Exercise details: Copy out the listing that follows in its entirety, keeping it exactly the same.

..............................

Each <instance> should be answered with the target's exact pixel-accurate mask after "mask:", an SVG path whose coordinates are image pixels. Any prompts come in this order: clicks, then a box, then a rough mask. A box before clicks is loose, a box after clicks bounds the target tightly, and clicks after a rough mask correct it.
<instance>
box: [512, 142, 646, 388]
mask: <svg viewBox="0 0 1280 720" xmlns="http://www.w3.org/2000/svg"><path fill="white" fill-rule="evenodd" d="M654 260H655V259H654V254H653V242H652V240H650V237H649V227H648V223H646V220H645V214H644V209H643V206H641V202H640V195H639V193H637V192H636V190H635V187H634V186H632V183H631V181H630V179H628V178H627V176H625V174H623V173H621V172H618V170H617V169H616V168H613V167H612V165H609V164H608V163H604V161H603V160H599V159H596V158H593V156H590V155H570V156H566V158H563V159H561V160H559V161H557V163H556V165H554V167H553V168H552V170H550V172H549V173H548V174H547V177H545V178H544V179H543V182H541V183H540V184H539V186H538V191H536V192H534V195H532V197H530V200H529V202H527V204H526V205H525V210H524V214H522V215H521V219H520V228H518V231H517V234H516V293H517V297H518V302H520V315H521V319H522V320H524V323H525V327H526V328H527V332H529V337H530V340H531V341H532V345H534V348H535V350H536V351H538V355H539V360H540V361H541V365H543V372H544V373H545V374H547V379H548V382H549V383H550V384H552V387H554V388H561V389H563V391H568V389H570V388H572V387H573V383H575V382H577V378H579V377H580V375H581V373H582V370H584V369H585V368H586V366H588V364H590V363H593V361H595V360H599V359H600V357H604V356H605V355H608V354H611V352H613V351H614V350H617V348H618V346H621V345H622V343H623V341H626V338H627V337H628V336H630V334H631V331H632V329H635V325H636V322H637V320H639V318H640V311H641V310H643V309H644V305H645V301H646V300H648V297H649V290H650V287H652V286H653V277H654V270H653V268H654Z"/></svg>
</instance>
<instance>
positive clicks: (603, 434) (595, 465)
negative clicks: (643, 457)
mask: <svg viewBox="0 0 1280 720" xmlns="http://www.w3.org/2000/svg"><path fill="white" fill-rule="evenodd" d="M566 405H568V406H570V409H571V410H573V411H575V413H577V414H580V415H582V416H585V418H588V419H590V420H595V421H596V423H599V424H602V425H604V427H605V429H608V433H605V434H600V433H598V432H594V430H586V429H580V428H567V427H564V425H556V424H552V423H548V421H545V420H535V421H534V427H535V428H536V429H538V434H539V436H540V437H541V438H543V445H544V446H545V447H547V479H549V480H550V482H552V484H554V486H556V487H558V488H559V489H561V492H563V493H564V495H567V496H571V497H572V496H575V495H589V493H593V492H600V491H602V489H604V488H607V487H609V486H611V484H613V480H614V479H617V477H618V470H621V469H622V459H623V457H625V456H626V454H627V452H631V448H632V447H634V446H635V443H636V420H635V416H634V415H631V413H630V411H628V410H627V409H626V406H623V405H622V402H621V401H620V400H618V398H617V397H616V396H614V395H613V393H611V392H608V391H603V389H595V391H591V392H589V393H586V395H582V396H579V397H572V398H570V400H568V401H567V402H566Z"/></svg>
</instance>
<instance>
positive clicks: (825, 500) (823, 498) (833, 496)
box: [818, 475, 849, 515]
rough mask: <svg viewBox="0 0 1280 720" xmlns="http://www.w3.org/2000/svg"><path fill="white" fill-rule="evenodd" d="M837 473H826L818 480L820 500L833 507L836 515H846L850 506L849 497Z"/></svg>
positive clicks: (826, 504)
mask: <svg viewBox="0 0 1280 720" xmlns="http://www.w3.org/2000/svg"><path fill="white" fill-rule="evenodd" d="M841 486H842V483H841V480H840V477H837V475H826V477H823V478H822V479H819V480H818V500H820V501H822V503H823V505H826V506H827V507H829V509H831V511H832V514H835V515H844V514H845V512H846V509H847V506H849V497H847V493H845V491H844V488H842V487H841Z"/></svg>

..............................

Your solution:
Each <instance> should be answered with the target's exact pixel-accurate mask after "mask:", an SVG path whose coordinates are image pixels. Any prompts come in this order: clicks, then a box, then a rough mask. A box before clicks is loose, a box after clicks bounds the target tightly, and clicks after a rough mask correct it.
<instance>
box: [512, 142, 646, 388]
mask: <svg viewBox="0 0 1280 720" xmlns="http://www.w3.org/2000/svg"><path fill="white" fill-rule="evenodd" d="M654 260H655V259H654V254H653V242H652V240H650V237H649V227H648V223H646V220H645V214H644V209H643V206H641V202H640V195H639V193H637V192H636V190H635V187H634V186H632V183H631V181H630V179H628V178H627V176H625V174H623V173H621V172H618V170H617V169H616V168H613V167H612V165H609V164H608V163H604V161H603V160H599V159H596V158H593V156H590V155H570V156H566V158H563V159H561V160H559V161H557V163H556V165H554V167H553V168H552V170H550V172H549V173H548V174H547V177H545V178H544V179H543V182H541V183H540V184H539V186H538V191H536V192H534V195H532V197H530V200H529V202H527V204H526V205H525V210H524V214H522V215H521V219H520V228H518V231H517V234H516V293H517V297H518V302H520V315H521V319H522V320H524V323H525V327H526V328H527V332H529V337H530V340H531V341H532V345H534V348H535V350H536V351H538V355H539V360H540V361H541V365H543V372H544V373H545V374H547V379H548V382H549V383H550V384H552V387H554V388H561V389H563V391H568V389H570V388H572V387H573V383H575V382H577V378H579V377H580V375H581V373H582V370H584V369H585V368H586V366H588V364H590V363H593V361H595V360H599V359H600V357H604V356H605V355H608V354H611V352H613V351H614V350H617V348H618V346H621V345H622V343H623V341H626V338H627V337H628V336H630V334H631V331H632V329H635V325H636V322H637V320H639V318H640V311H641V310H643V309H644V305H645V301H646V300H648V297H649V290H650V287H652V286H653V277H654V270H653V268H654Z"/></svg>
</instance>
<instance>
positive clicks: (603, 434) (595, 465)
negative clicks: (643, 457)
mask: <svg viewBox="0 0 1280 720" xmlns="http://www.w3.org/2000/svg"><path fill="white" fill-rule="evenodd" d="M566 405H568V406H570V409H571V410H573V411H575V413H577V414H580V415H582V416H585V418H588V419H590V420H595V421H596V423H599V424H602V425H604V427H605V429H608V433H605V434H600V433H598V432H594V430H586V429H580V428H567V427H564V425H556V424H552V423H548V421H545V420H535V421H534V427H535V428H536V429H538V434H539V436H540V437H541V438H543V445H544V446H545V447H547V479H549V480H550V482H552V484H554V486H556V487H558V488H559V489H561V492H563V493H564V495H567V496H571V497H572V496H575V495H589V493H593V492H600V491H602V489H604V488H607V487H609V486H611V484H613V480H614V479H617V477H618V470H621V469H622V459H623V457H625V456H626V454H627V452H631V448H632V447H634V446H635V443H636V420H635V416H634V415H631V413H630V411H628V410H627V409H626V406H623V405H622V402H621V401H620V400H618V398H617V397H616V396H614V395H613V393H611V392H608V391H603V389H595V391H591V392H589V393H586V395H582V396H579V397H572V398H570V400H568V401H567V402H566Z"/></svg>
</instance>
<instance>
positive clicks: (825, 500) (823, 498) (833, 496)
box: [818, 475, 849, 515]
rough mask: <svg viewBox="0 0 1280 720" xmlns="http://www.w3.org/2000/svg"><path fill="white" fill-rule="evenodd" d="M837 473H826L818 480L820 500L833 507L836 515H846L850 506L849 497Z"/></svg>
positive clicks: (826, 504)
mask: <svg viewBox="0 0 1280 720" xmlns="http://www.w3.org/2000/svg"><path fill="white" fill-rule="evenodd" d="M841 486H842V483H841V480H840V477H837V475H826V477H823V478H822V479H819V480H818V500H820V501H822V503H823V505H826V506H827V507H829V509H831V511H832V514H835V515H844V514H845V512H846V509H847V506H849V497H847V493H845V491H844V488H842V487H841Z"/></svg>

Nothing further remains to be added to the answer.